### Records supplied

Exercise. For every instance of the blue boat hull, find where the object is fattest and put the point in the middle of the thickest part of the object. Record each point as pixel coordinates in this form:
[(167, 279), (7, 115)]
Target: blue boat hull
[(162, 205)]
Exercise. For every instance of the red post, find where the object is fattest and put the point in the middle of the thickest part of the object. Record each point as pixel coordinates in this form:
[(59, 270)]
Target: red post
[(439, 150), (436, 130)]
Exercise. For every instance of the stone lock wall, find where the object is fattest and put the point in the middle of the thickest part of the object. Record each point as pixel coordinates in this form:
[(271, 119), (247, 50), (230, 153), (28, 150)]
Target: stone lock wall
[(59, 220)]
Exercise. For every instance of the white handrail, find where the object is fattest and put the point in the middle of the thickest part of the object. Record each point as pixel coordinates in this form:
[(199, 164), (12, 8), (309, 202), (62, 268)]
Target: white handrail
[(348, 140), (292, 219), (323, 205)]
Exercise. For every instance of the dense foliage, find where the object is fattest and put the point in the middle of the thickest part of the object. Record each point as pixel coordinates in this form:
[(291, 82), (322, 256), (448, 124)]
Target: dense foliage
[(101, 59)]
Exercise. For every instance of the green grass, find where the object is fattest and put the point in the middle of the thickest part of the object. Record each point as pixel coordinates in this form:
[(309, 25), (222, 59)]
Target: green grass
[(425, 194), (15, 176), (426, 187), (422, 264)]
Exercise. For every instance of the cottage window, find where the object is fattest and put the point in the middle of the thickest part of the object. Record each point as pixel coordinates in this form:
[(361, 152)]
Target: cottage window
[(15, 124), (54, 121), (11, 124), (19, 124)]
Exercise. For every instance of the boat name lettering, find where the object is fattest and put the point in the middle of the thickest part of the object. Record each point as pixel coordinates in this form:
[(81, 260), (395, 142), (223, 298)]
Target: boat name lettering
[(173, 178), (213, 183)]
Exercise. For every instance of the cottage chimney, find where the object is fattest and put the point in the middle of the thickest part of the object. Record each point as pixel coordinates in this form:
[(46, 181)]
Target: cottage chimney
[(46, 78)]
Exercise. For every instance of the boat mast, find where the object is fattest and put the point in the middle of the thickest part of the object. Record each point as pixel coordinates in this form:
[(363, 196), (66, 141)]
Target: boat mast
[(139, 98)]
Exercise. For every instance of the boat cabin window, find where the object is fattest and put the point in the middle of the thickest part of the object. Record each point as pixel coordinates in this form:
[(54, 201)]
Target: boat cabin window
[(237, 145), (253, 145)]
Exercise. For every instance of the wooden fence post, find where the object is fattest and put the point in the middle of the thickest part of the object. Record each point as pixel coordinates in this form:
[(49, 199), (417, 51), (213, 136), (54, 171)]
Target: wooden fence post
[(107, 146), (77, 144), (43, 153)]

######
### Records supplied

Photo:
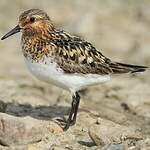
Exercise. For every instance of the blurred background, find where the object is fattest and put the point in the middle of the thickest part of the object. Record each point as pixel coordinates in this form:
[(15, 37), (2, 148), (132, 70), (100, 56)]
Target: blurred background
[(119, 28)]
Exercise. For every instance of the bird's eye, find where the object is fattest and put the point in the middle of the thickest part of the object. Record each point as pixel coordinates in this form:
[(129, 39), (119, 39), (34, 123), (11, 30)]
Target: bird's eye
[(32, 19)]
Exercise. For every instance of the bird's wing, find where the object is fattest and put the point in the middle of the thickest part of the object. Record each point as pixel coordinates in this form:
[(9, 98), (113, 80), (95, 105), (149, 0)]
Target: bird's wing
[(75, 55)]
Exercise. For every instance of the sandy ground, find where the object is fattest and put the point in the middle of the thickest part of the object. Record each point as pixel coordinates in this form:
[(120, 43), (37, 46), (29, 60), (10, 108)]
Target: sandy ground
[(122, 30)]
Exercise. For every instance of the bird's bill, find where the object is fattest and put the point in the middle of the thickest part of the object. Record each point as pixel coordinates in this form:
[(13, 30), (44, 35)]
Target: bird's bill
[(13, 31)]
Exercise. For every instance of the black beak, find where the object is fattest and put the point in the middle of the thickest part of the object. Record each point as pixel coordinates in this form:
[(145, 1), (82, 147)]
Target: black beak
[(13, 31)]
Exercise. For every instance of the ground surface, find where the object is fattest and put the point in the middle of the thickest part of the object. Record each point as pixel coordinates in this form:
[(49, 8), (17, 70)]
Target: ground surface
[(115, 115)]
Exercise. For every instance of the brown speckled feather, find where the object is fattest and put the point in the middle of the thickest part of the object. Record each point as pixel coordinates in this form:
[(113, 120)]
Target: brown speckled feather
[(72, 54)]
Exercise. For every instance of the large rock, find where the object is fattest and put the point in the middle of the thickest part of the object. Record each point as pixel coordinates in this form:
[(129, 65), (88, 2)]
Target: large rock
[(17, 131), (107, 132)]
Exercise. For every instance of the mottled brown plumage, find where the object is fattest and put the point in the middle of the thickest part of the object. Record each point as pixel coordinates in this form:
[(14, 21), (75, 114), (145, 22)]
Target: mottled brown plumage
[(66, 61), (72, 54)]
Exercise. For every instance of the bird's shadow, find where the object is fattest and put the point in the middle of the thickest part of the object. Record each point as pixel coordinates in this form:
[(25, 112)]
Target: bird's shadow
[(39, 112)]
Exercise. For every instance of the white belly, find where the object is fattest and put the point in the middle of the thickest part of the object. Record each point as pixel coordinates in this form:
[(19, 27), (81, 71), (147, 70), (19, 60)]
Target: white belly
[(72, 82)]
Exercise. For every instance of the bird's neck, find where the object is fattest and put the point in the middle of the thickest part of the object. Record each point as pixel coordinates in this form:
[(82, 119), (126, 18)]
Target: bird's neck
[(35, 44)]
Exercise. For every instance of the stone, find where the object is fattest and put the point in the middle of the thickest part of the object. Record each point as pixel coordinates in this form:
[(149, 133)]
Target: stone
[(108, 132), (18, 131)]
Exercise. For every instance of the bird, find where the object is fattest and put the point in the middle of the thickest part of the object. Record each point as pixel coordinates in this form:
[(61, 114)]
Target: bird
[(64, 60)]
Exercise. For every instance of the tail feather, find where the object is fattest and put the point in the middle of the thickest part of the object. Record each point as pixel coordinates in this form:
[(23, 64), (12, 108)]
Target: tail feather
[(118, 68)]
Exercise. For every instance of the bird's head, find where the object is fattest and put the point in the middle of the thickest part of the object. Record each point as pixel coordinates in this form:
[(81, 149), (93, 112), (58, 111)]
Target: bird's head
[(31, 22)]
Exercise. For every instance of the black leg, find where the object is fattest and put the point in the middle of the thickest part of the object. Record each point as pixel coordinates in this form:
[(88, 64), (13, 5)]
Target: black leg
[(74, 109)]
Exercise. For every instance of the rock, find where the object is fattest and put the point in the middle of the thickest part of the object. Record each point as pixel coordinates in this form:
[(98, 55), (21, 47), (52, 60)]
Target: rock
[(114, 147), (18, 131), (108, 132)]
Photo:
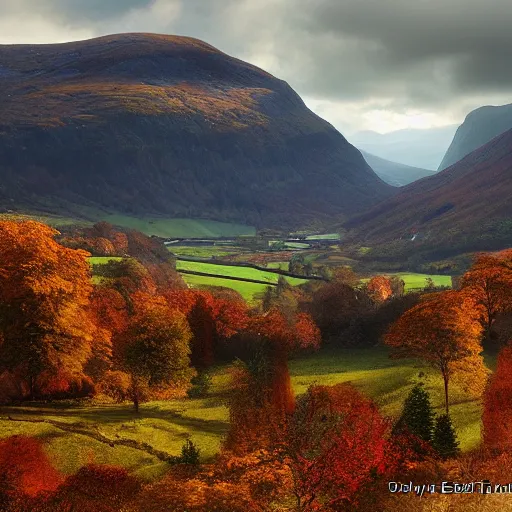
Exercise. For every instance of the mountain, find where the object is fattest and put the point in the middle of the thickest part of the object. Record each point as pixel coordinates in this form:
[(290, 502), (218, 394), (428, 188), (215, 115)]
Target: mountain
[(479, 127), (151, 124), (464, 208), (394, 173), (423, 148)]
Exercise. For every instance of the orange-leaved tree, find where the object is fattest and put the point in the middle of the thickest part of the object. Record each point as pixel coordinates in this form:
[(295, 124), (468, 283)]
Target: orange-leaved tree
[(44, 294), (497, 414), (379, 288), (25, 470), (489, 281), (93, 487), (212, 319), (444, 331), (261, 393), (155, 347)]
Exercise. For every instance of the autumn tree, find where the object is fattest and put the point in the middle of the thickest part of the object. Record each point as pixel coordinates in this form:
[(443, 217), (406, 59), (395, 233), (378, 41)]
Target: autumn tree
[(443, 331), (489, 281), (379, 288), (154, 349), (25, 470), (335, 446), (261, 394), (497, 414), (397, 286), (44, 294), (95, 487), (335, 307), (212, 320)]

######
### Records supplied

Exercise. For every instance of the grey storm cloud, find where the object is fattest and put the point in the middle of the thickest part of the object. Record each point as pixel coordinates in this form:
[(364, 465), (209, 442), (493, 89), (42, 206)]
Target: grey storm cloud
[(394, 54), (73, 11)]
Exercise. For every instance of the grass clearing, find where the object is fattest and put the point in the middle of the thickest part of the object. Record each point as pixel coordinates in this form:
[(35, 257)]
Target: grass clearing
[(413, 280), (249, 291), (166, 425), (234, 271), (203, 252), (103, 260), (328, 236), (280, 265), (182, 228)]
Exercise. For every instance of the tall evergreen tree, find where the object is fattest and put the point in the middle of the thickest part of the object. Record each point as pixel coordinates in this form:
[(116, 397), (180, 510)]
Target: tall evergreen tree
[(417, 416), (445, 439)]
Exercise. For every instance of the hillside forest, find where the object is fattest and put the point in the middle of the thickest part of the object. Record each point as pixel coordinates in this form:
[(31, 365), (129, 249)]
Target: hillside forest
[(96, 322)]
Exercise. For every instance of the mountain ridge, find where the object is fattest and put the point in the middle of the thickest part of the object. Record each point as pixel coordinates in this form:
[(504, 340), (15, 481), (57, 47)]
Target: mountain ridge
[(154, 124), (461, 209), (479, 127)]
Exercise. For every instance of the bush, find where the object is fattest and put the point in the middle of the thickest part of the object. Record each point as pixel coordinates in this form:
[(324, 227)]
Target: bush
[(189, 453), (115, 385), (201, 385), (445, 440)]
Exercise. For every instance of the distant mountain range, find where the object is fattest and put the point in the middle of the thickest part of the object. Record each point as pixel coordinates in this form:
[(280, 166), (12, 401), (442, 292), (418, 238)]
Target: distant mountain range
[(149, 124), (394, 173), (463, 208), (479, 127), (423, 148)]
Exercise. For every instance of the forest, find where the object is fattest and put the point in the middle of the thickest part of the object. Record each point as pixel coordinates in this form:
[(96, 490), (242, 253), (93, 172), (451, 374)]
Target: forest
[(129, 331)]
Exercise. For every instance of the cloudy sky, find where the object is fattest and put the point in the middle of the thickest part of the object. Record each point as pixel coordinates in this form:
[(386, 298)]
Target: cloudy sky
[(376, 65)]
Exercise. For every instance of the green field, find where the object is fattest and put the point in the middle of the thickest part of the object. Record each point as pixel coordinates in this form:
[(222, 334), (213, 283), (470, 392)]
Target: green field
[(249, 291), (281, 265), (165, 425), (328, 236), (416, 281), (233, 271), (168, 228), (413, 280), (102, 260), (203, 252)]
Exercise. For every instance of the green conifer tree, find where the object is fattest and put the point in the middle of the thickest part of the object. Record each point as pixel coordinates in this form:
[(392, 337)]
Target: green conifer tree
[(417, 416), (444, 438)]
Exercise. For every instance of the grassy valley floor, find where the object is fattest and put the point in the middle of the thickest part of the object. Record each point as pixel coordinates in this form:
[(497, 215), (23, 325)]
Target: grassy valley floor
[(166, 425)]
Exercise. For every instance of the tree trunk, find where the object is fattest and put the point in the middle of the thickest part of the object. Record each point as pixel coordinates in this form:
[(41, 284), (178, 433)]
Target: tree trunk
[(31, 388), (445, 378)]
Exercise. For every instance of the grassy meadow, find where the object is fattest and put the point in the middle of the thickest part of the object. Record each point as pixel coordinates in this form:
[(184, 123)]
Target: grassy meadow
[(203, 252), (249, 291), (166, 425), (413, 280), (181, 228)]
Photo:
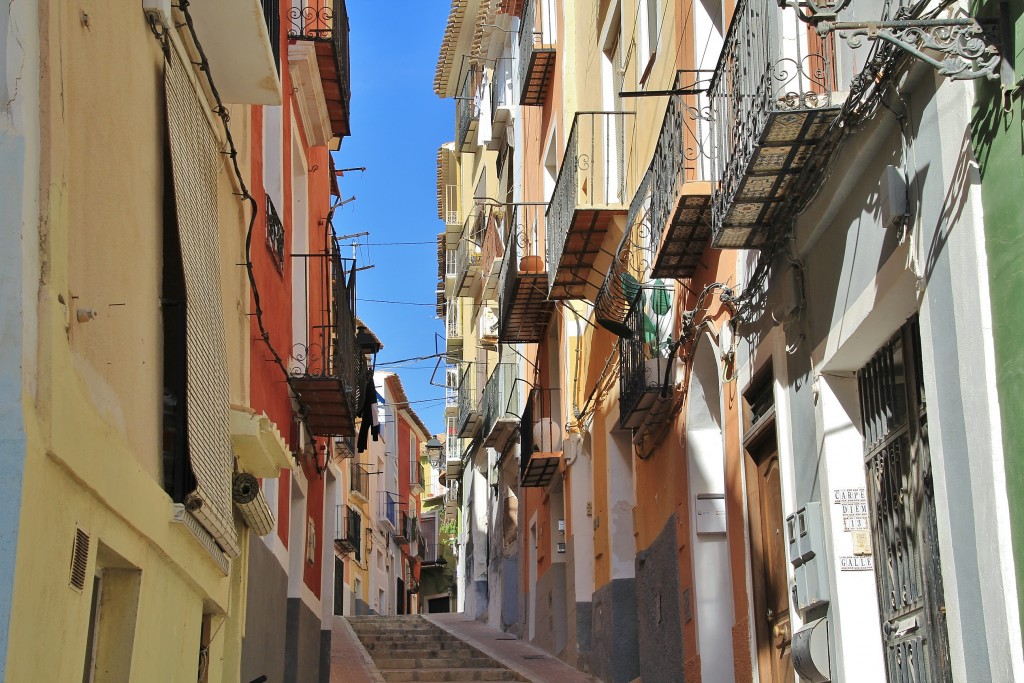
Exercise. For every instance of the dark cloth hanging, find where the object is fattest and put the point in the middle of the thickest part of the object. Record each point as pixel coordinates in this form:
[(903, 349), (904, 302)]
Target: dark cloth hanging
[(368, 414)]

######

What this task involves:
Put the stretch of material from the line containing "Exercise. For every instance of the grassy meadow, find" through the line containing "[(368, 414)]" into a Markdown table with the columns Row and Line, numbering each row. Leave out blank lines and the pictures.

Finished exercise:
| Row | Line |
|---|---|
| 1 | Exercise. For every instance of the grassy meadow, find where the object is fattest and put the point in the middle of the thickest part of the object. Record each point as pixel coordinates in this form: |
| 2 | [(184, 123)] |
| 3 | Target: grassy meadow |
| 4 | [(203, 252), (249, 291), (166, 425), (413, 280), (181, 228)] |
| 5 | Photo: |
| 6 | Exercise. For every instance of the dark cloth hanging, find where the object is fattest and put the point in the middle of the thickest part of the object. Record each point as pixel coordinates in this form: |
| 7 | [(903, 349), (904, 302)] |
| 8 | Target: dark cloth hanging |
| 9 | [(368, 414)] |